WHAT IS ASKED >> Display each line of the listing below that contains the string "dark". Matching is case-sensitive.

DATA PROVIDED >>

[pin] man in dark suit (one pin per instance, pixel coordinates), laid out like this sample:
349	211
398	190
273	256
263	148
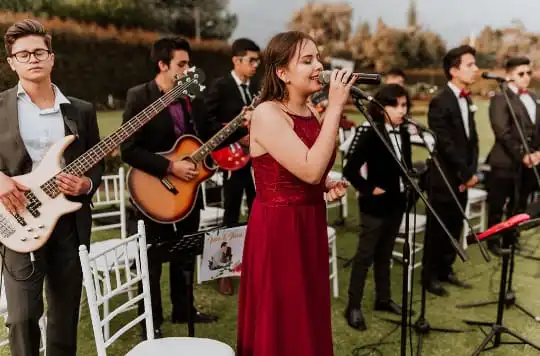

EXERCISE RESPONSE >>
[pin] man in dark suit (one pin per instance, pixel coordinates), laid out like this sample:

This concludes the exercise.